Supplied passage:
==*==

Reputation: 284
I am trying to write a program that can take a list of a specific type for example a double
or float
and convert it into bytes and write it to a file that can be converted back into that original list. I came up with the following struct
s and functions. It works for a float
list, however, it does not if it is a list of doubles
and I am trying to understand why.
template<typename T>
struct writer{
static constexpr size_t Size = sizeof(T);
//the size to determing if it needs to be converted to uint16_t, uint32_t, etc...
static constexpr bool U = std::conditional<std::is_unsigned_v<T>, std::true_type,
typename std::conditional<std::is_same_v<T, float>, std::true_type,
typename std::conditional<std::is_same_v<T, double>, std::true_type, std::false_type>::type >::type >::type::value;
//this is used to determine if the storing_num variable needs to be stored as unsigned or not
using value_t = std::conditional_t<sizeof(T) == 1,
std::conditional_t<U, uint8_t, int8_t>,
std::conditional_t<sizeof(T) == 2,
std::conditional_t<U, uint16_t, int16_t>,
std::conditional_t<sizeof(T) == 4,
std::conditional_t<U, uint32_t, int32_t>, //by default the only options are 1, 2, 4, and 8
std::conditional_t<U, uint64_t, int64_t> > > >;
//the value that will either be entered or bit_casted to (shown in convert_num function)

==*==

Provided information:

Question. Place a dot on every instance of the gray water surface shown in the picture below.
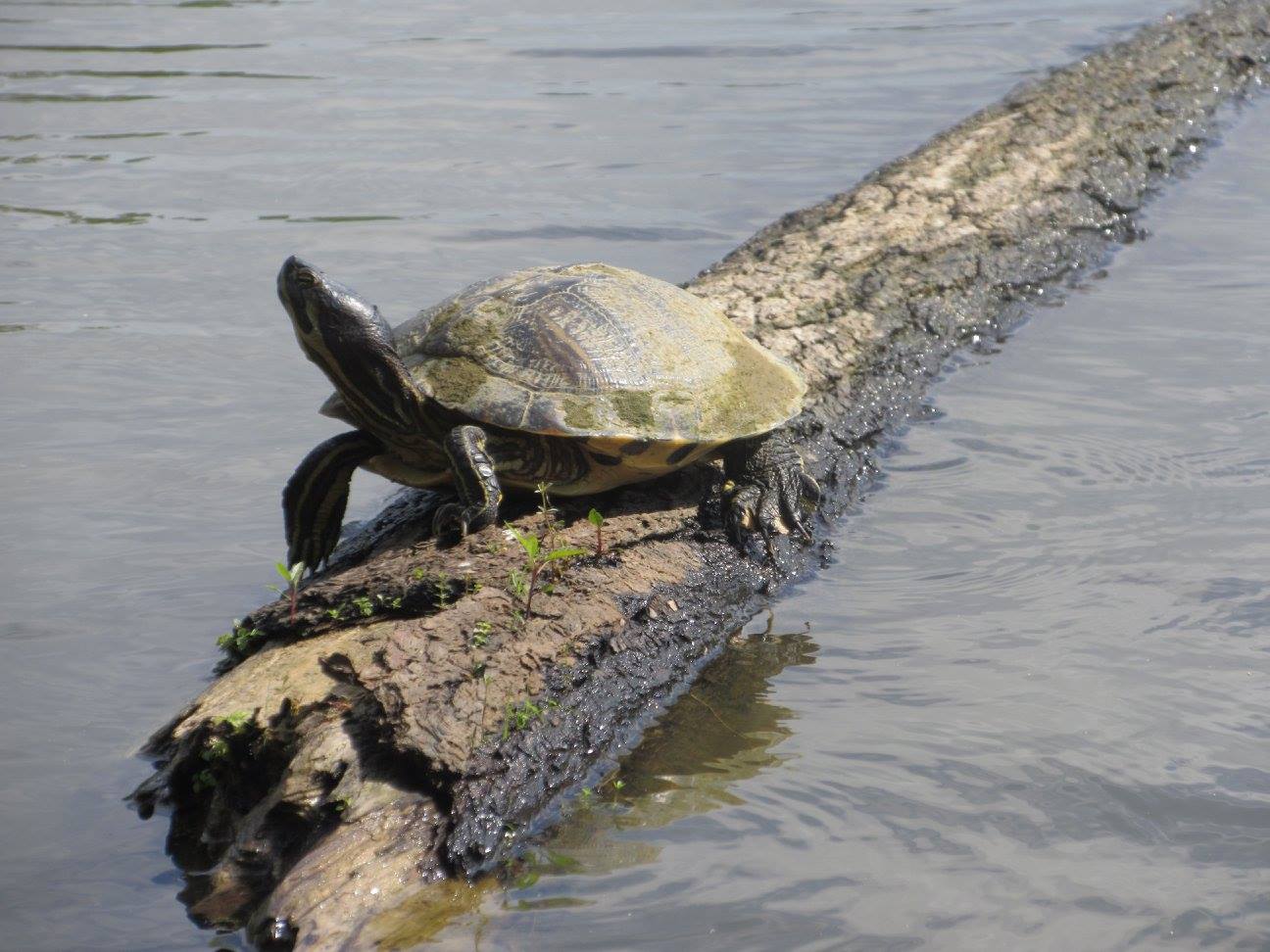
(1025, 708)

==*==

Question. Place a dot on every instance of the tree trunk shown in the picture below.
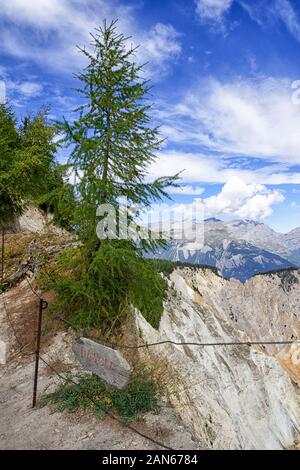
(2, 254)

==*==

Written instruction: Reproduce the whole C++ forum post word for word, from its first line to its last. These records have no connection to the C++ forum post.

Written answer:
Reputation: 284
I am trying to write a program that can take a list of a specific type for example a double
or float
and convert it into bytes and write it to a file that can be converted back into that original list. I came up with the following struct
s and functions. It works for a float
list, however, it does not if it is a list of doubles
and I am trying to understand why.
template<typename T>
struct writer{
static constexpr size_t Size = sizeof(T);
//the size to determing if it needs to be converted to uint16_t, uint32_t, etc...
static constexpr bool U = std::conditional<std::is_unsigned_v<T>, std::true_type,
typename std::conditional<std::is_same_v<T, float>, std::true_type,
typename std::conditional<std::is_same_v<T, double>, std::true_type, std::false_type>::type >::type >::type::value;
//this is used to determine if the storing_num variable needs to be stored as unsigned or not
using value_t = std::conditional_t<sizeof(T) == 1,
std::conditional_t<U, uint8_t, int8_t>,
std::conditional_t<sizeof(T) == 2,
std::conditional_t<U, uint16_t, int16_t>,
std::conditional_t<sizeof(T) == 4,
std::conditional_t<U, uint32_t, int32_t>, //by default the only options are 1, 2, 4, and 8
std::conditional_t<U, uint64_t, int64_t> > > >;
//the value that will either be entered or bit_casted to (shown in convert_num function)